Exercise: Duplicate the whole forum thread about engine sludge in a 2008 Sentra word for word.

Extract to read:
'''
# 08 Sentra 27k engine sludge??!!??



## 88ZX/86NX (Sep 26, 2011)

My cousin has a 2008 sentra with a 2 liter and 27000 miles, he has changed the oil between every 4k and 5k miles since new and the motor sludged up and seized. Nissan told him he never changed the oil, when he produced receipts for the oil changes they said they werent done at nissan, and denied the warantee claim, Granted thery arent 3k mile oil changes but with todays oil and clean running motors that shouldn't happen at 27k miles adn 4k to 5k change intervals. I don't have any real experience with this generation sentra (not old enough yet), but if im not mistaken they no longer are using the SR20DE in this sentra for a 2.0 liter, Is this a fluke? anyone heard of this before?


----------



## smj999smj (Jan 1, 2006)

Your cousin's engine would be an MR20DE; the SR20DE was not an option in 2008. The optional engine is the QR25DE.

Your cousin's vehicle's "normal service schedule" per Nissan calls for 7500 mile oil change intervals. The "severe duty schedule" calls for 3750 mile oil change intervals. "Severe duty" is defined as:

Repeated short trips of less than 5 miles (8 km). 
Repeated short trips of less than 10 miles (16 km) with outside temperatures remaining below freezing.
'''
Records from a dataset
'''
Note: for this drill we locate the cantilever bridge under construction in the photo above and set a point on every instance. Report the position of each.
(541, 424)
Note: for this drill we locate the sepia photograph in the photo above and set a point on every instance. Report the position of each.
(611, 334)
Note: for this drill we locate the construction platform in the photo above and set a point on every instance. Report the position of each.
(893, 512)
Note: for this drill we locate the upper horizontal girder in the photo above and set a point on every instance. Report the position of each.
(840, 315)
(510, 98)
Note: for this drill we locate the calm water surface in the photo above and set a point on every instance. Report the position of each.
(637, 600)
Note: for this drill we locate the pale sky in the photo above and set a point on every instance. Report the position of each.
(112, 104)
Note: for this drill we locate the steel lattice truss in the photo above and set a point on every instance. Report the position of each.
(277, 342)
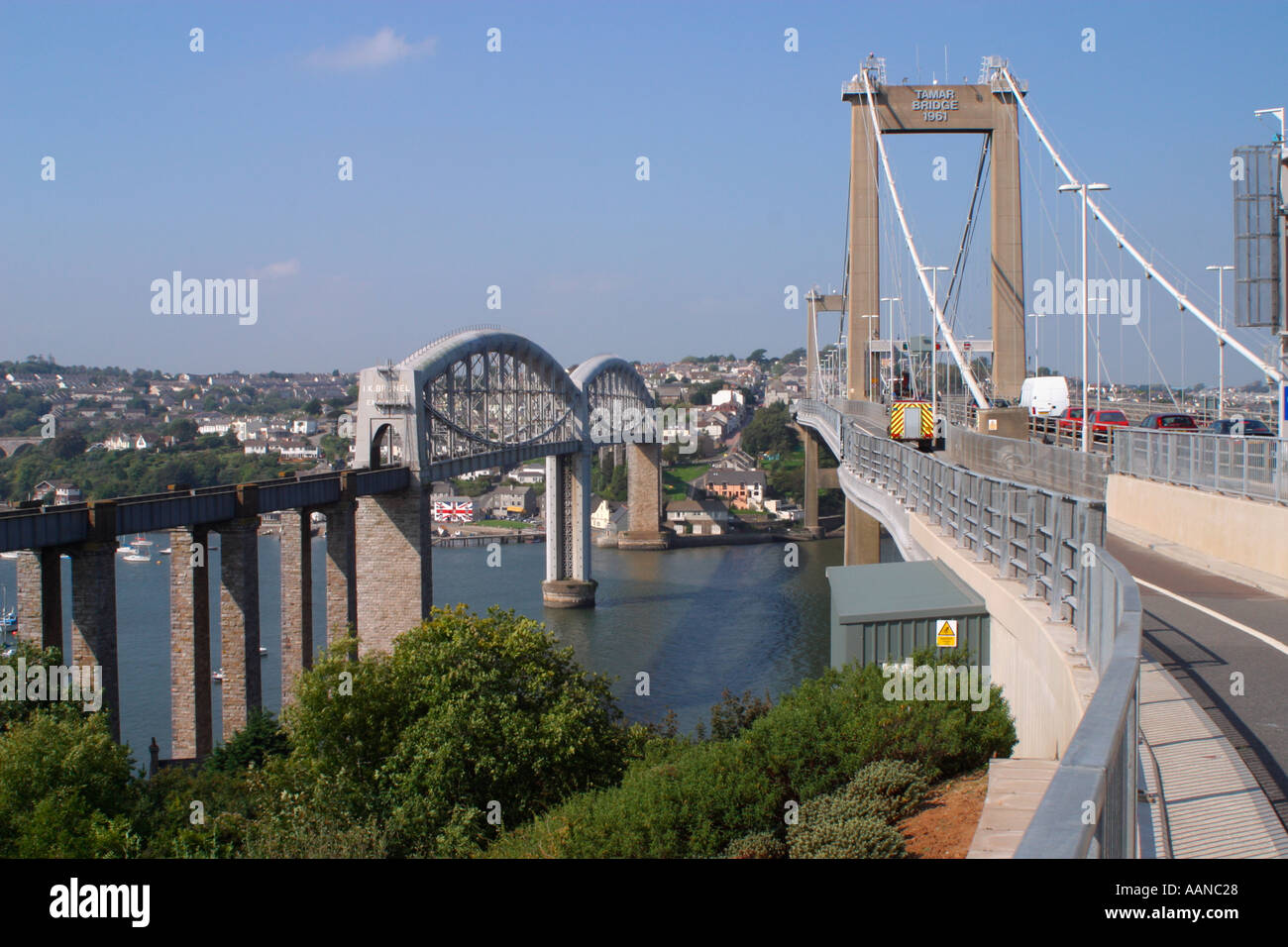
'''
Worked solution:
# 08 Sentra 27k engine sludge??!!??



## 88ZX/86NX (Sep 26, 2011)

My cousin has a 2008 sentra with a 2 liter and 27000 miles, he has changed the oil between every 4k and 5k miles since new and the motor sludged up and seized. Nissan told him he never changed the oil, when he produced receipts for the oil changes they said they werent done at nissan, and denied the warantee claim, Granted thery arent 3k mile oil changes but with todays oil and clean running motors that shouldn't happen at 27k miles adn 4k to 5k change intervals. I don't have any real experience with this generation sentra (not old enough yet), but if im not mistaken they no longer are using the SR20DE in this sentra for a 2.0 liter, Is this a fluke? anyone heard of this before?


----------



## smj999smj (Jan 1, 2006)

Your cousin's engine would be an MR20DE; the SR20DE was not an option in 2008. The optional engine is the QR25DE.

Your cousin's vehicle's "normal service schedule" per Nissan calls for 7500 mile oil change intervals. The "severe duty schedule" calls for 3750 mile oil change intervals. "Severe duty" is defined as:

Repeated short trips of less than 5 miles (8 km). 
Repeated short trips of less than 10 miles (16 km) with outside temperatures remaining below freezing.